Required work
Switch "railway track" to "train track" in the lines from the line with "of the railway" to the line with "x=89, y=393", and give those lines again with everything else unchanged.
━━━━━━━━━━━━━━━━━━━━━━━━━━━━━━
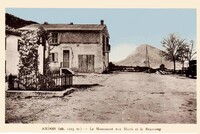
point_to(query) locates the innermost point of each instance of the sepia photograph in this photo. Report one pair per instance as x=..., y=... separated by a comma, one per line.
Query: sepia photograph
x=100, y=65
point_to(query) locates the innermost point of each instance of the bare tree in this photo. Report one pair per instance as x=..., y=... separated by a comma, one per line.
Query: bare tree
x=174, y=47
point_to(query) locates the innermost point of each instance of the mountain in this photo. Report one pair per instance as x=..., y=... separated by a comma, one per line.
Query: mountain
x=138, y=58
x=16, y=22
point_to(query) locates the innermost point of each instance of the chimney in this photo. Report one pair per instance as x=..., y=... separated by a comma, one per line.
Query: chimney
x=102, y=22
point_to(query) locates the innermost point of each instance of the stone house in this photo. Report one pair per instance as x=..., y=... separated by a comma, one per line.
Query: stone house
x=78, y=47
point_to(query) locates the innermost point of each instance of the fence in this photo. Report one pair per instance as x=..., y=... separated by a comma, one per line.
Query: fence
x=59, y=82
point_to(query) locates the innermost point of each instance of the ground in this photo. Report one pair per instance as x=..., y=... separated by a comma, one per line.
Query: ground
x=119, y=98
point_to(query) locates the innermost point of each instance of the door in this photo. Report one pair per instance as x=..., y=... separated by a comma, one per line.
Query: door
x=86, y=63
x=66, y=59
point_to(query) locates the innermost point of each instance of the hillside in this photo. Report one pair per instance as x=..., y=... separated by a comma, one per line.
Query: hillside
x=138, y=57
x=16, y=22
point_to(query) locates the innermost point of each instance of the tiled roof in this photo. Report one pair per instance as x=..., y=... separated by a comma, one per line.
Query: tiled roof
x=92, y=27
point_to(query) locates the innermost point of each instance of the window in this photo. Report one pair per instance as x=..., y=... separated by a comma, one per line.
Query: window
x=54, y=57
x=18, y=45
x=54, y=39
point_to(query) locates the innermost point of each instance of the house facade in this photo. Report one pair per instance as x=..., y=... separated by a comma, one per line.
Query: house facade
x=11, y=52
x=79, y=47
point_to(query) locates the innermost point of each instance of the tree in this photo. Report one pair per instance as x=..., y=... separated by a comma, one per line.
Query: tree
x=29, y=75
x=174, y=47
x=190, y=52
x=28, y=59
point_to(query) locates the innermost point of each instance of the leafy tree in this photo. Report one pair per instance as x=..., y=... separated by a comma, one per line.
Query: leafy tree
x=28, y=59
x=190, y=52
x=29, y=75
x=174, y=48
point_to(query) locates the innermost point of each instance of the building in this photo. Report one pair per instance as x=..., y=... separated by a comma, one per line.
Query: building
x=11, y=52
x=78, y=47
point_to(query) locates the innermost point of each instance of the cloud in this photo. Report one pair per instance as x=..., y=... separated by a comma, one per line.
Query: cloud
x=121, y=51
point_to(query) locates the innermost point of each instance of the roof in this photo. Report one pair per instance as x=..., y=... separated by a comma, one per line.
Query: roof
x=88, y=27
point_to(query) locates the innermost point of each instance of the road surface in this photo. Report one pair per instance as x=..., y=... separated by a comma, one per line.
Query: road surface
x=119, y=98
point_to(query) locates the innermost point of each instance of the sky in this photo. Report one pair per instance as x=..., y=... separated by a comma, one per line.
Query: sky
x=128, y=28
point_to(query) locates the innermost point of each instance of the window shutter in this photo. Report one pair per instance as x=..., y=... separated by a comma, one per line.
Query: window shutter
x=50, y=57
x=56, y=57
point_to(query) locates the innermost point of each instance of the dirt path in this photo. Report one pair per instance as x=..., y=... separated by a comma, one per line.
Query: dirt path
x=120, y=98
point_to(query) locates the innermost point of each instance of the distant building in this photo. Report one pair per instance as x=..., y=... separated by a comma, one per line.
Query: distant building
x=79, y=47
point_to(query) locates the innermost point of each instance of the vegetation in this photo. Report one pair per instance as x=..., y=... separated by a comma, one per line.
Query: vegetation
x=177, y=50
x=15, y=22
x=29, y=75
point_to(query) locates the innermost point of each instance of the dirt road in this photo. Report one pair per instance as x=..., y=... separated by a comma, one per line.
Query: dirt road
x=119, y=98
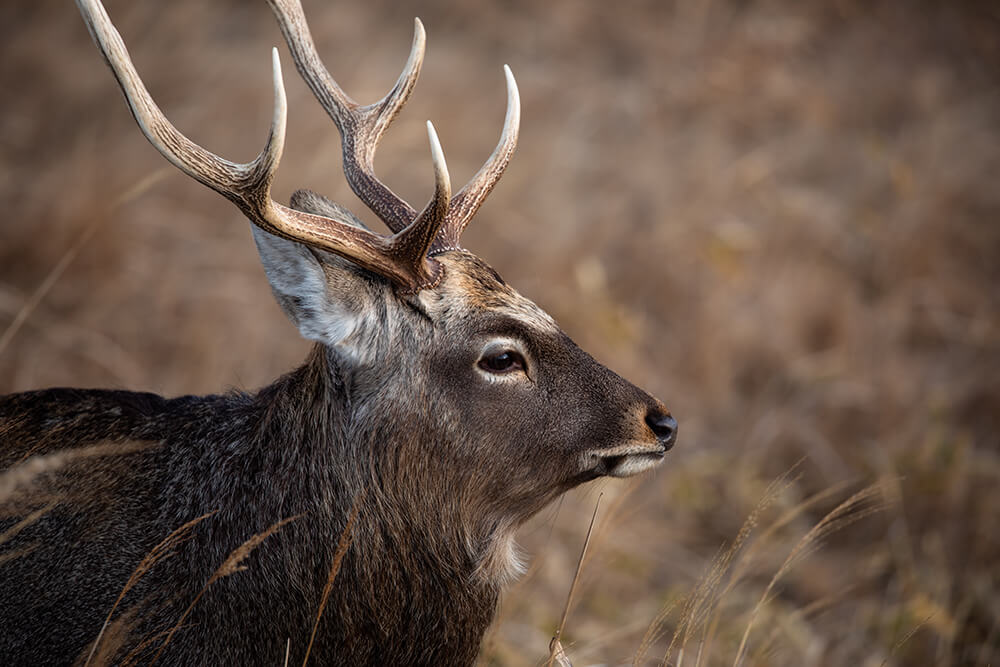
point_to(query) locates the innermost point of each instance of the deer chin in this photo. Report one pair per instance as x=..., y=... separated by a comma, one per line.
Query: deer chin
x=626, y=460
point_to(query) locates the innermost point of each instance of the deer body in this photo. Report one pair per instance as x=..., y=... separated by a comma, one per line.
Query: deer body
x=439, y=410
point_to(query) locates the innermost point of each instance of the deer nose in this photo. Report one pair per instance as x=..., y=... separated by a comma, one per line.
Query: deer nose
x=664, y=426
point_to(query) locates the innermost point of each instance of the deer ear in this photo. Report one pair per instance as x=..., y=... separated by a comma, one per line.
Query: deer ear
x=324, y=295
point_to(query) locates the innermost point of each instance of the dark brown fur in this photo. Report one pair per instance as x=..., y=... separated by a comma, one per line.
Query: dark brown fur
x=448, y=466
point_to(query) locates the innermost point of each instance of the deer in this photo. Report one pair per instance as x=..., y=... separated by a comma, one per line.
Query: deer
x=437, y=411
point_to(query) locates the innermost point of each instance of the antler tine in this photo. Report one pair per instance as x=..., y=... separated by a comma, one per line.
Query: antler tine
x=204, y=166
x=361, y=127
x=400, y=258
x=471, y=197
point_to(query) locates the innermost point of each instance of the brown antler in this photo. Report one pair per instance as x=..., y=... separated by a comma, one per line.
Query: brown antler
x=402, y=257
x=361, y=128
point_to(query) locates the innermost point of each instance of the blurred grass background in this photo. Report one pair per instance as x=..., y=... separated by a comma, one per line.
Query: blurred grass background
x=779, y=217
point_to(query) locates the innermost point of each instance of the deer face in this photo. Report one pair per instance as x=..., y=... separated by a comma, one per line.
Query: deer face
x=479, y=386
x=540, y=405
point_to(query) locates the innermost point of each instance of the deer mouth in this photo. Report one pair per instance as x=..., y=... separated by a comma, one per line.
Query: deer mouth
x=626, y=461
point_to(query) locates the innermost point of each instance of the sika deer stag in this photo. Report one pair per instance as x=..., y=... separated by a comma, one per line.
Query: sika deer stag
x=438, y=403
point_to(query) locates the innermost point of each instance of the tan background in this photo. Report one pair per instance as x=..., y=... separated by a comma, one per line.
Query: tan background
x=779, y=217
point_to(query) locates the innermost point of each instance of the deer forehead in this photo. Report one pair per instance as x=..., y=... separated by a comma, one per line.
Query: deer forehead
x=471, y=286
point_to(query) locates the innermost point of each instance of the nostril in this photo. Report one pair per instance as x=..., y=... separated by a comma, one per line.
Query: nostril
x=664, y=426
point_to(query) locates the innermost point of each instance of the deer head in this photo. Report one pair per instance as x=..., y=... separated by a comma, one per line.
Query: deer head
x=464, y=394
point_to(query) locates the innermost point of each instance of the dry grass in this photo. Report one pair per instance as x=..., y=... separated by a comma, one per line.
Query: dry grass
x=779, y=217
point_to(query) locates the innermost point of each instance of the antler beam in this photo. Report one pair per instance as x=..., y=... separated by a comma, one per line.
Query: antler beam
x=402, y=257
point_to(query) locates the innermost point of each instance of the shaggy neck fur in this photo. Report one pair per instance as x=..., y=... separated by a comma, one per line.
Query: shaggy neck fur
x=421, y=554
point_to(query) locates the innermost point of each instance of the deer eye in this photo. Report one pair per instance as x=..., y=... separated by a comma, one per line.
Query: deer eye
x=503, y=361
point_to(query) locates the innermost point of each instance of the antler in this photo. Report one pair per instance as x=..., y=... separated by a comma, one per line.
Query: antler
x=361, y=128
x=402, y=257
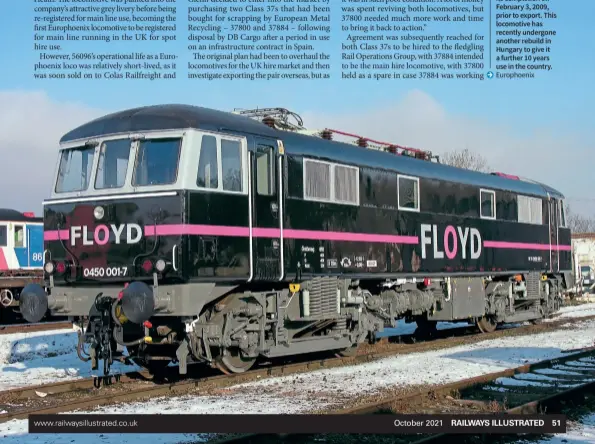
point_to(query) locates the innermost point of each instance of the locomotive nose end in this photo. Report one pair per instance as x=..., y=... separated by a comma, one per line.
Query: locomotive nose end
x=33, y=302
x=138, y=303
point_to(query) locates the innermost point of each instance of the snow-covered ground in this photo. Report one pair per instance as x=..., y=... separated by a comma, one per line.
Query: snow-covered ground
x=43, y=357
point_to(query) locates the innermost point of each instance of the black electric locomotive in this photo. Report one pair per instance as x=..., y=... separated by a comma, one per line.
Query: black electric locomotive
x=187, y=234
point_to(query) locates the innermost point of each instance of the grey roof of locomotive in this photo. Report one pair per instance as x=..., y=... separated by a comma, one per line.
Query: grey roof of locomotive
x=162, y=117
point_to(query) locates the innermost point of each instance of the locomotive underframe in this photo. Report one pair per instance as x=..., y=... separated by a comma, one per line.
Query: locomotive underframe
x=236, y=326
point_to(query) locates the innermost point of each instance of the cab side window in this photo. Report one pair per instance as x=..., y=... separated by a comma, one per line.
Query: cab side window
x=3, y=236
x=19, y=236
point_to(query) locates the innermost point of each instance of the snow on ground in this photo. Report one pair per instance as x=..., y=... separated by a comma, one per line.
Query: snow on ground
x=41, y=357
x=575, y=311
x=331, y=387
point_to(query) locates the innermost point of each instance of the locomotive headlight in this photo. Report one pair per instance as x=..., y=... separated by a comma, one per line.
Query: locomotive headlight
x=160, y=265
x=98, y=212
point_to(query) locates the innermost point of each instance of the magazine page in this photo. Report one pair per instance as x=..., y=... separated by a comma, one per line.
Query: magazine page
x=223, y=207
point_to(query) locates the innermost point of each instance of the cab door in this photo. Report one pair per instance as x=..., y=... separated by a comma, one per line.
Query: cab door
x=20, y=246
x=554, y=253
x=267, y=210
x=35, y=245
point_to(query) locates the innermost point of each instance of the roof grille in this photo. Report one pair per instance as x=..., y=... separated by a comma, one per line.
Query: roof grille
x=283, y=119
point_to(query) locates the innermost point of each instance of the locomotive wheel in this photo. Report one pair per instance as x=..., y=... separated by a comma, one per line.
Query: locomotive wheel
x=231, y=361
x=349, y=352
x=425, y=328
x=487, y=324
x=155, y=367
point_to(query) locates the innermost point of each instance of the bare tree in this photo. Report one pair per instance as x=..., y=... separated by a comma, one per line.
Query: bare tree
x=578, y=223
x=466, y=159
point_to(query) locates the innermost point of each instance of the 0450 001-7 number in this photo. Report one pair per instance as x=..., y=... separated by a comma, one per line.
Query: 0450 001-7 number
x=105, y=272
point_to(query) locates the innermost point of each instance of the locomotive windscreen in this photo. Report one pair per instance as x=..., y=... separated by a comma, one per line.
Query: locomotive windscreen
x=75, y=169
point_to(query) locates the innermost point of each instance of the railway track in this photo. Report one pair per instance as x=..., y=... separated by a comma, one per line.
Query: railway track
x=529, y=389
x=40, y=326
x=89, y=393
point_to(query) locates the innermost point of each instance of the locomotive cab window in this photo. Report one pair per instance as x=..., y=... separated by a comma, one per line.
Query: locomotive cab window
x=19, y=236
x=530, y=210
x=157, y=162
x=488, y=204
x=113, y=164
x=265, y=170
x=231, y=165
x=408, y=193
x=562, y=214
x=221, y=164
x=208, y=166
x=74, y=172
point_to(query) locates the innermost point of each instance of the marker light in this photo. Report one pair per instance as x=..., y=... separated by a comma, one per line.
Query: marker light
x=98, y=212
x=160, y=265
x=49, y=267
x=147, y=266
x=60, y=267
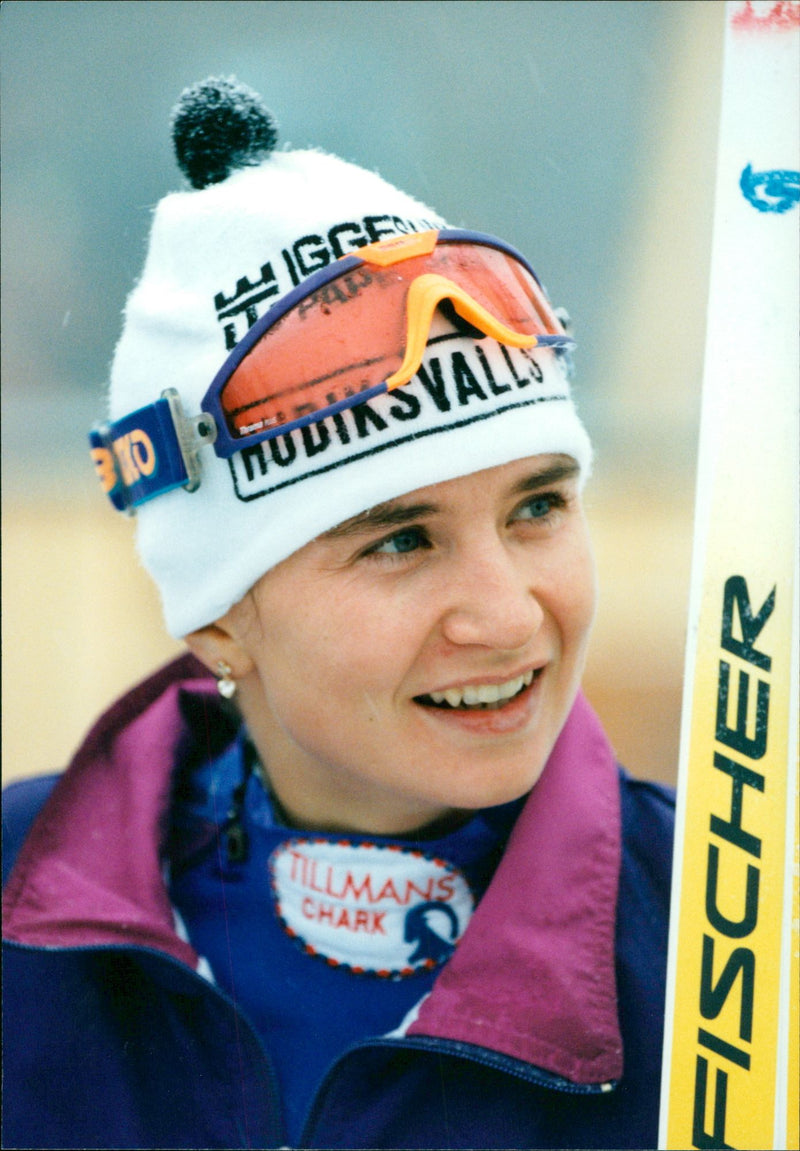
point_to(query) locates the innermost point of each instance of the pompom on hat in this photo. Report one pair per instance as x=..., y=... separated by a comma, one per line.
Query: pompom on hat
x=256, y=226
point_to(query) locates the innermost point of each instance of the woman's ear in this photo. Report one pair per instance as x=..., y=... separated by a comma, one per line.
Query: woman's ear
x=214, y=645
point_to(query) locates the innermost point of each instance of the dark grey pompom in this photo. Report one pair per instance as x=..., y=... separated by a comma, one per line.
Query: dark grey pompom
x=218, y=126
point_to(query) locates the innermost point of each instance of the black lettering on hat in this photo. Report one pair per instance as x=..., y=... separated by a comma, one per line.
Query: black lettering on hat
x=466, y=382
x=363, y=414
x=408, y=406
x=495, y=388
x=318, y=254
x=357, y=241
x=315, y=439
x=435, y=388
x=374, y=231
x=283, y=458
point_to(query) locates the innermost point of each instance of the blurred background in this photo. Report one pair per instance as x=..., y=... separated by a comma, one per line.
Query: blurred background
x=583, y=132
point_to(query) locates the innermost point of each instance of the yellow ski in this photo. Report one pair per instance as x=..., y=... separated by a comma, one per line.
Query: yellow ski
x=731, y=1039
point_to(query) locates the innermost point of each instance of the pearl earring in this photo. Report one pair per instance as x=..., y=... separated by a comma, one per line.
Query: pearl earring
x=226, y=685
━━━━━━━━━━━━━━━━━━━━━━━━━━━━━━
Exercise solution
point_to(query) locates the innermost point of each instance of the train track in this photo. Report one pair per instance as x=..., y=... separated by a comma, one per line.
Query: train track
x=529, y=389
x=40, y=326
x=89, y=393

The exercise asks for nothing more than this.